TAREFAS
(1) Copie da coluna sobre empreendedorismo na favela o trecho que começa em "Exposição e ilusão do empreendedorismo na favela —" e termina em "uberização do trabalho.", incluindo esse final.
(2) Segundo a coluna sobre empreendedorismo na favela, por que não é novidade que a Rede Globo divulgue com entusiasmo iniciativas de empreendedorismo? Responda em até três frases.

TRECHO DO TEXTO
* * *
Exposição e ilusão do empreendedorismo na favela — Gama Revista
COLUNA

Marilene Felinto

Exposição e ilusão do empreendedorismo na favela

Causa estranhamento a desfaçatez com que a mídia associa uma eventual superação da pobreza a um passe de mágica operado pelo “espírito empreendedor”

18 de Abril de 2024

Que o empreendedorismo seja visto como panaceia para o câncer da desigualdade social brasileira não é novidade na agenda neoliberal. Também não há nada de novo no fato de a Rede Globo de Televisão ser uma das mais entusiastas divulgadoras de iniciativas e eventos de empreendedorismo Brasil afora. Afinal, o padrão Globo de trabalhismo é a ideologia do Estado mínimo, do combate a direitos trabalhistas e ao sindicalismo, é a promoção da precarização, da pejotização e da uberização do trabalho.

O que causa estranhamento é a desfaçatez com que essa corporação de mídia associa uma eventual superação da pobreza a um passe de mágica operado pelo “espírito empreendedor” do indivíduo pobre ou do “sonho” por ele realizado – ou em vias de ser realizado – unicamente pelo esforço pessoal e alguma estratégia de marketing.

Assim é que a Globo investe em programas do tipo “Pequenas Empresas & Grandes Negócios”, e que tem encampado agressivamente a divulgação de eventos como a Expo Favela, feira de negócios do povo das favelas realizada anualmente em São Paulo.

O que se questiona não é a ocorrência de iniciativas de empreendedorismo em si (afinal, gente de todo tipo já deve ter “subido na vida” por essa via). É a propaganda enganosa, arquitetada para invisibilizar a luta de classes, para fazer a favela acreditar que sua ascensão financeiro-social tem tudo a ver com o espetáculo da difusão, e que a ausência de Estado na vida dos pobres não passa de um detalhe.
* * *
(Registros)
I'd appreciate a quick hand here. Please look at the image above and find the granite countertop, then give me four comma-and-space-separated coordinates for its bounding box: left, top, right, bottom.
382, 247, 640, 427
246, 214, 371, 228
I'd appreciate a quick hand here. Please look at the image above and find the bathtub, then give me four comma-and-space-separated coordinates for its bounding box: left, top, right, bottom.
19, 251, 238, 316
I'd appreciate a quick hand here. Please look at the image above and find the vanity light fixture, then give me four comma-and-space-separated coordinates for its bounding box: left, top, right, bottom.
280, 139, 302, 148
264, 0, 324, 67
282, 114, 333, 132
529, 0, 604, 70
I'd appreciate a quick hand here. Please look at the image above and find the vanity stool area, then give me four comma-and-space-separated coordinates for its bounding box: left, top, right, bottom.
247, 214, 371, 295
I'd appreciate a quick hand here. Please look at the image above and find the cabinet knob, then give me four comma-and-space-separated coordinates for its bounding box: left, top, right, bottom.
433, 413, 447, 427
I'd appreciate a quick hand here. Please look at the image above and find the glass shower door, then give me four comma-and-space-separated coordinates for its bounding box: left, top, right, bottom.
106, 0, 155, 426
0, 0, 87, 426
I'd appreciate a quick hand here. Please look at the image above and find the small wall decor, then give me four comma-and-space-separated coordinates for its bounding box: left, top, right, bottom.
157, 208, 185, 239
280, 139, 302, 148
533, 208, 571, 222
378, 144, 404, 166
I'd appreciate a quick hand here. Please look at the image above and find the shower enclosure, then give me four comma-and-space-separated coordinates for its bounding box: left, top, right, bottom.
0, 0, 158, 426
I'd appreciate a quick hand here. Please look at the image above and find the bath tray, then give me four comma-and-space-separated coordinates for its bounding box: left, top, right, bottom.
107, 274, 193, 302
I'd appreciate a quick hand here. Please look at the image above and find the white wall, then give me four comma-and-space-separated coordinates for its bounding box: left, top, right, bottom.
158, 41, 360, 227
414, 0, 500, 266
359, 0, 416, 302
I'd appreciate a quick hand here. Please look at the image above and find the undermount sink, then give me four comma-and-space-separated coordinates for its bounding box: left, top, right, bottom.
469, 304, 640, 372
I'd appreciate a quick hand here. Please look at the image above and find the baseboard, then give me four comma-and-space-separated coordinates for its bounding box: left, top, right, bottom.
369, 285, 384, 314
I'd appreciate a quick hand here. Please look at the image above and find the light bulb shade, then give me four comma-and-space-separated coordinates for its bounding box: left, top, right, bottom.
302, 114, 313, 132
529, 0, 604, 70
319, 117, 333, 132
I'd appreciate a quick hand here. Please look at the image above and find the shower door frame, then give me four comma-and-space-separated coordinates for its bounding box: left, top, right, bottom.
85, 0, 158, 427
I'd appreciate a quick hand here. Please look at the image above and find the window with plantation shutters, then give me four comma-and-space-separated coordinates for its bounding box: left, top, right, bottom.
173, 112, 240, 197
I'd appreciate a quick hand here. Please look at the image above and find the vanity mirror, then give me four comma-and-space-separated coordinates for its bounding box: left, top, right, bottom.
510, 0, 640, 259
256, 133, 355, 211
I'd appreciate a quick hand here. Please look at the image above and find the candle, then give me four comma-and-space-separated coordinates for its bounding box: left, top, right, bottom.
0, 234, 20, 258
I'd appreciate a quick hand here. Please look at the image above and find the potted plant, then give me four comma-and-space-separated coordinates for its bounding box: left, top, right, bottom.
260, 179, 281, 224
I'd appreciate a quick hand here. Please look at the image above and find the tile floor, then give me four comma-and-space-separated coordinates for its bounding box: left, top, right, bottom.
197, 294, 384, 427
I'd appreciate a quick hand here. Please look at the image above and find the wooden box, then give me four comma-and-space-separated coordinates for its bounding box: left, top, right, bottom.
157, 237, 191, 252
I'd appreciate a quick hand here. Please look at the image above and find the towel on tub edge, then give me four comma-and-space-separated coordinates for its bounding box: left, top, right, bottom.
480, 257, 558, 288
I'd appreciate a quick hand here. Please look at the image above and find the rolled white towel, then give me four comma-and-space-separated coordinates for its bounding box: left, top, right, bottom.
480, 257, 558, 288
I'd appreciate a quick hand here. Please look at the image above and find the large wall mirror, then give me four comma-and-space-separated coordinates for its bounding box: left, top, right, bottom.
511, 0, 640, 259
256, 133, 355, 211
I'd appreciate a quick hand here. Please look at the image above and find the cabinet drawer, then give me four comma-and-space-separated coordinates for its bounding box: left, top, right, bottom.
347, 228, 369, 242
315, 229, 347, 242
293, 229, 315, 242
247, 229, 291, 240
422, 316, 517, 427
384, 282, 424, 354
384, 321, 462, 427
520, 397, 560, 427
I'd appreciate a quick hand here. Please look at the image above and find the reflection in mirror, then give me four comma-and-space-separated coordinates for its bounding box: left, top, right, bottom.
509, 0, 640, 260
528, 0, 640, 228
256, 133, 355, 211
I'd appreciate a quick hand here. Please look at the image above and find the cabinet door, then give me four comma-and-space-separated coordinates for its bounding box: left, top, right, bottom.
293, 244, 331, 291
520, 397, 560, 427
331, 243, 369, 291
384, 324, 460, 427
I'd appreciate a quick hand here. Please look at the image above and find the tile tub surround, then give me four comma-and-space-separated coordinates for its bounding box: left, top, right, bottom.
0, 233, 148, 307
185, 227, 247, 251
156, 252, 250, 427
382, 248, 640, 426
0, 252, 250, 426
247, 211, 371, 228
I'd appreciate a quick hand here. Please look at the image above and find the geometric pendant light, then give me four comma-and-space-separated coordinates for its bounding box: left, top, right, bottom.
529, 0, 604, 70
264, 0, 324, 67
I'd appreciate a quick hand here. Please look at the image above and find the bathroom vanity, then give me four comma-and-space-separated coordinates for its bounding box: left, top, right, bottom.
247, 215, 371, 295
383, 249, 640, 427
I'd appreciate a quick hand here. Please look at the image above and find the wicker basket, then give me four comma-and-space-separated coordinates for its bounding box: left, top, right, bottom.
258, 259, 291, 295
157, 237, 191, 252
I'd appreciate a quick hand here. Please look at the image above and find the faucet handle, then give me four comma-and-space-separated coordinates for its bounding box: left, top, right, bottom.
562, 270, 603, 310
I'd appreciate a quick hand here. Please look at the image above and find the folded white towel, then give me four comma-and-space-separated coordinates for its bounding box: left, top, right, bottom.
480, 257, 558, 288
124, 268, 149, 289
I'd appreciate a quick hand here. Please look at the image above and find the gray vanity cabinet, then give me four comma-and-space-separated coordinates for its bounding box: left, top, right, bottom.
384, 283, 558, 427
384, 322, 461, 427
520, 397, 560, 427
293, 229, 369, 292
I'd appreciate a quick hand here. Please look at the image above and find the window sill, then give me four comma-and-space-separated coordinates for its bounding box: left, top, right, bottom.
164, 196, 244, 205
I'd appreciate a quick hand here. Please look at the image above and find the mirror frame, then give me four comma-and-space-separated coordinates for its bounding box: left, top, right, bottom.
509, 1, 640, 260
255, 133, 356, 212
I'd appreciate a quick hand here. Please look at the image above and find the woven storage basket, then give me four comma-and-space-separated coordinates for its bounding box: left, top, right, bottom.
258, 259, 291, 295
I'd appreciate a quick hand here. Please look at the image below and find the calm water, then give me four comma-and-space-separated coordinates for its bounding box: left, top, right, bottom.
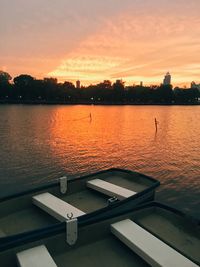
* * *
RESPOSTAS
(1)
Exposição e ilusão do empreendedorismo na favela — Gama Revista
COLUNA

Marilene Felinto

Exposição e ilusão do empreendedorismo na favela

Causa estranhamento a desfaçatez com que a mídia associa uma eventual superação da pobreza a um passe de mágica operado pelo “espírito empreendedor”

18 de Abril de 2024

Que o empreendedorismo seja visto como panaceia para o câncer da desigualdade social brasileira não é novidade na agenda neoliberal. Também não há nada de novo no fato de a Rede Globo de Televisão ser uma das mais entusiastas divulgadoras de iniciativas e eventos de empreendedorismo Brasil afora. Afinal, o padrão Globo de trabalhismo é a ideologia do Estado mínimo, do combate a direitos trabalhistas e ao sindicalismo, é a promoção da precarização, da pejotização e da uberização do trabalho.

(2) Não é novidade porque o padrão Globo de trabalhismo é a ideologia do Estado mínimo e do combate a direitos trabalhistas e ao sindicalismo. Ele também promove a precarização, a pejotização e a uberização do trabalho.